## Extracted entries

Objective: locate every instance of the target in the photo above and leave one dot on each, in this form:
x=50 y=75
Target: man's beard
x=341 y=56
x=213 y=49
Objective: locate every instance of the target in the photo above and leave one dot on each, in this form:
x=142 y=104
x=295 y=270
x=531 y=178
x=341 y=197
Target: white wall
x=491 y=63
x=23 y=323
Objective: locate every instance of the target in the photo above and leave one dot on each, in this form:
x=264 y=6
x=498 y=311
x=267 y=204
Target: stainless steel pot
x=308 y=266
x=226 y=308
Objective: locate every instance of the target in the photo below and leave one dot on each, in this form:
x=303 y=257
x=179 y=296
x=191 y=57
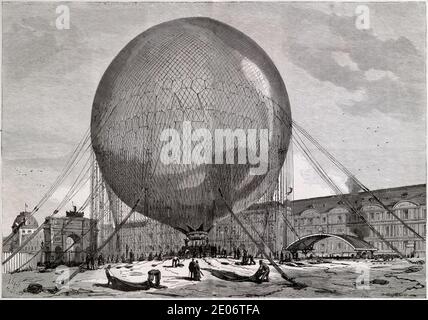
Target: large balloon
x=181 y=75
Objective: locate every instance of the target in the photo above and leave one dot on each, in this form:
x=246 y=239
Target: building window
x=405 y=213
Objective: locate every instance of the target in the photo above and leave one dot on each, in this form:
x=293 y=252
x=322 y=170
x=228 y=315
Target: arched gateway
x=68 y=239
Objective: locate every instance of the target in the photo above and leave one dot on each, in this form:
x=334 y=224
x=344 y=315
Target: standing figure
x=192 y=268
x=197 y=271
x=263 y=272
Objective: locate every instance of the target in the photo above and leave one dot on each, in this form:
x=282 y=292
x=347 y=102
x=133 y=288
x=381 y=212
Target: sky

## What to do
Copy out every one of the entries above word for word, omitting the pictures.

## Written solution
Objective: locate every instance of the target in the photo above and leave one dot on each, in this form:
x=50 y=75
Target: man's beard
x=341 y=56
x=213 y=49
Objective: locate every instance of the target in the photo above and leave one dot on each, in this form:
x=142 y=104
x=295 y=270
x=531 y=178
x=341 y=197
Target: white wall
x=491 y=63
x=23 y=323
Objective: locate every instance of the target in the photo above and leave one dot on each, in this form:
x=264 y=6
x=498 y=311
x=267 y=204
Target: stainless steel pot
x=308 y=266
x=226 y=308
Objective: locate every instance of the target in the photo below and leave one dot on each, in this form:
x=303 y=257
x=179 y=296
x=191 y=57
Target: large balloon
x=181 y=75
Objective: locate every instance of the target in the photo above and leave one dot on each, in this form:
x=246 y=239
Target: building window
x=405 y=213
Objective: locate every instance of the target in the photo above and leave one dot on each, in this form:
x=293 y=252
x=322 y=170
x=228 y=315
Target: arched gateway
x=68 y=239
Objective: locate every instance of the target in the photo above and leave one dot on each, in this form:
x=334 y=224
x=344 y=315
Target: standing figure
x=192 y=268
x=197 y=271
x=263 y=272
Objective: locate every instance of the target in the photo above and leave one dot on each, in this form:
x=282 y=292
x=347 y=102
x=133 y=288
x=381 y=212
Target: sky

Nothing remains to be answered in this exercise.